OBJECTIVE: Could you write out the records below exactly as they appear?

Point annotation records
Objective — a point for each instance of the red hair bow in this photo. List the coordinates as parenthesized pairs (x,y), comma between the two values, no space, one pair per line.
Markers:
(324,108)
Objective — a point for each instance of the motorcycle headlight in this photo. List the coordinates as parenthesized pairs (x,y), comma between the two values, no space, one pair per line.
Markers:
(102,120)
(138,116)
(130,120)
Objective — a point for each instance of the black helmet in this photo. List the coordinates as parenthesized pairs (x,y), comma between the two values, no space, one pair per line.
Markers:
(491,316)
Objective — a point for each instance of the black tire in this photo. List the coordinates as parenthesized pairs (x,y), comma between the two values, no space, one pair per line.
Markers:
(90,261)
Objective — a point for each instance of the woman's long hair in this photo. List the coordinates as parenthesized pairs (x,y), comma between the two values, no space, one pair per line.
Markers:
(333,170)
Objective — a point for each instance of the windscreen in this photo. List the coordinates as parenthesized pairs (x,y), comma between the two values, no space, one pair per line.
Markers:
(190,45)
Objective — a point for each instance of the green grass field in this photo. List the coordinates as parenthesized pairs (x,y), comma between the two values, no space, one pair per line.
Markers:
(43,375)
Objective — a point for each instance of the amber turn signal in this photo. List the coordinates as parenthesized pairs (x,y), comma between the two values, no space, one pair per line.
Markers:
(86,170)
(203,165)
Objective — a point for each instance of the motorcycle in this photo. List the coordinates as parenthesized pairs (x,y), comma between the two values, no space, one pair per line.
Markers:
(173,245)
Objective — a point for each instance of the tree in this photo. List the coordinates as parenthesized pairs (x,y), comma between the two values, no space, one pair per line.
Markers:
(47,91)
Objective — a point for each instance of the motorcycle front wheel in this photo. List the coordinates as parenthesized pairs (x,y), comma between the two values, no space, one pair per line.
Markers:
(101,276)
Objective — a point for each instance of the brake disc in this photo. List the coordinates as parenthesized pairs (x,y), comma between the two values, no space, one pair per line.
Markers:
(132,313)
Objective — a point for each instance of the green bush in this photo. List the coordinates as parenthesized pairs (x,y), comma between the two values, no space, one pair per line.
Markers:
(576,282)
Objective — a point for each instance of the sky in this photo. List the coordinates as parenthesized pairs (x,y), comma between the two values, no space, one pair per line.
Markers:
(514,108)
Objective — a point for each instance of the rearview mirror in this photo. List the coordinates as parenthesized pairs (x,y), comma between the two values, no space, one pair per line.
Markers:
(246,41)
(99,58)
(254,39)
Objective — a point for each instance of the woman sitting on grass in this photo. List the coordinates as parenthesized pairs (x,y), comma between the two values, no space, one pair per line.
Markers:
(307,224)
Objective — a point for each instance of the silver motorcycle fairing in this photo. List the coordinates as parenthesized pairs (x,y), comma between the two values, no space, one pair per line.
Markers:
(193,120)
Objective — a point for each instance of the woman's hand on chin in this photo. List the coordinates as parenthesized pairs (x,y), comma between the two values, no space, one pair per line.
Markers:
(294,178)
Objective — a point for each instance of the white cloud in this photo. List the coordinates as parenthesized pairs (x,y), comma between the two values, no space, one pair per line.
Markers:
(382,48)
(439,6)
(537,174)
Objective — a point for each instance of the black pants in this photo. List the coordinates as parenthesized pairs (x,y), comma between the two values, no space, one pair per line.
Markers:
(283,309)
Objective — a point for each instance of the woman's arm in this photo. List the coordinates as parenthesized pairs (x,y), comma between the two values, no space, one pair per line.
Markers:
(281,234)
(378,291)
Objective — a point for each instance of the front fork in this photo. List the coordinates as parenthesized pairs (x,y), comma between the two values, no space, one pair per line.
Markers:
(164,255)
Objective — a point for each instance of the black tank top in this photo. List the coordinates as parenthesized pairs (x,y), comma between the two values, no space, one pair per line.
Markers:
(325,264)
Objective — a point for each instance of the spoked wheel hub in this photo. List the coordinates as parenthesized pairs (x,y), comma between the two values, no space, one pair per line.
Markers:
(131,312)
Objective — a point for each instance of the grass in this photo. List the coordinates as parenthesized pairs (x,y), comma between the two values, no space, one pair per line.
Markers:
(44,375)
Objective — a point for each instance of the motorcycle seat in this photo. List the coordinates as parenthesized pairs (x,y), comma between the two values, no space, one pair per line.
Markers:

SOLUTION TO THIS EXERCISE:
Objective — a point for each instance of the red hair bow in this photo. List the coordinates as parenthesized pairs (x,y), comma between the two values, no space, one pair per line.
Markers:
(324,108)
Objective — a point for each instance of the motorcycle headlight in this photo. List the coordinates as parenthesized pairs (x,y), comma between the two values, no space, one pair per line.
Markers:
(102,120)
(138,116)
(130,120)
Objective — a point for each instance of the black helmet in this photo. List the coordinates as parenthesized pairs (x,y), comma between the two values, no space, one pair per line.
Markers:
(491,316)
Objective — a point for each instance of the black tire in this photo. List the coordinates as parenthesized pairs (x,y), comma between the two values, no space, one pair per line.
Markers:
(90,261)
Objective — a point for each instance of the woman's long hair in this photo. List the coordinates as parenthesized pairs (x,y), comma between the two values, no space, one pair per line.
Markers:
(333,170)
Objective — a point for each instance of the windscreen in this photo. List the coordinates as parenthesized pairs (x,y), comma between the two values, no space, one pair per line.
Markers:
(190,45)
Objective — a point for each instance of the green grass field in this photo. List the coordinates as parenthesized pairs (x,y), comma between the two values, no space, one pair per line.
Markers:
(43,375)
Objective — a point for each instance of the amber turn signal in this photo. List the coordinates as parenthesized pairs (x,y), comma between the two values, no space, one pair per line.
Markers:
(86,170)
(203,165)
Objective — a point for each instance of the motorcycle in this photo. List the coordinates as parenthesized pairs (x,y), comma between the two values, no space, one pair per line.
Markers:
(173,245)
Objective — a point for each instance of the tree in this photo. List the coordinates as parenthesized pairs (x,y), comma between the two values, no space, one pair per line.
Markers:
(47,91)
Objective — a point for each instance of the motorcycle front wheel in this photo. List the coordinates as parenthesized pairs (x,y), comma between the two values, no space, one pair per line.
Markers:
(101,276)
Objective — a point for each instance of the brake disc in this photo. List the coordinates as parenthesized pairs (x,y), comma between the two values, no space, one pair per line.
Markers:
(132,313)
Objective — a point for each instance of the green bush in this photo. List the coordinates as parenthesized pairs (x,y), comma between the two values, no space, one pair per line.
Markers:
(576,282)
Objective — a point for each instance of the sky in this photo. List the coordinates as parenthesized pairs (x,y), comma between the two values, no space, one pair per line.
Markers:
(514,108)
Objective — a point for each instance of the rearview mirror in this photo. List the coordinates as parenthesized pairs (x,y), comma between the two values, no space, one pair per line.
Markers:
(246,41)
(99,58)
(254,39)
Objective — a point for each instance of the woman sitting on grass in this photo. List the coordinates as parenthesized pairs (x,y), comma between the two values, no space, one pair per line.
Markers:
(307,224)
Objective — a point for each instance of the silver motorcycle fairing in this photo. List the coordinates as parenthesized pairs (x,y), comma between the two values, no space, one pair per line.
Markers:
(193,120)
Objective — a point for each instance of the woman's hand on chin in this photo. List the coordinates as parenthesized pairs (x,y), comma between the two values, no space, one pair per line.
Markers:
(294,178)
Objective — a point for each instance of the white cloud in this photo. List the coordinates as parenthesized pairs (x,y), comma between the two values, no space, one pair per line.
Markers:
(382,48)
(439,6)
(537,174)
Objective — a point for each instance of the black pants in this photo. List the coordinates as parenthesized pairs (x,y), comma between the two values, no space, one pair per line.
Markers:
(283,309)
Objective — a point for each instance of the woman's arm in this photo. List the coordinates as parenthesized pairs (x,y), comma between the two values, no space, one pair per line.
Markers:
(281,234)
(378,291)
Objective — a point for each instance of the front fork in this photo. List the coordinates as parenthesized pairs (x,y), comma between the two values, no space, one pair per line.
Markers:
(164,255)
Objective — a point for each instance of the black tank top in this photo. List the coordinates as parenthesized pairs (x,y), comma between the two values, no space, one pair per line.
Markers:
(325,264)
Objective — a point for each instance of the spoked wheel hub in this photo. List the coordinates as parenthesized pairs (x,y), comma between the two values, no space, one pair per line.
Markers:
(131,312)
Objective — a point for each instance of the grass in this photo. List the coordinates as parenthesized pairs (x,y), comma between the two values, no space, one pair per line.
Markers:
(44,375)
Objective — a point for each instance of the motorcycle seat in this photo. List the coordinates as parenthesized pairs (x,y), comma between the two values, no space, one pair per line.
Markers:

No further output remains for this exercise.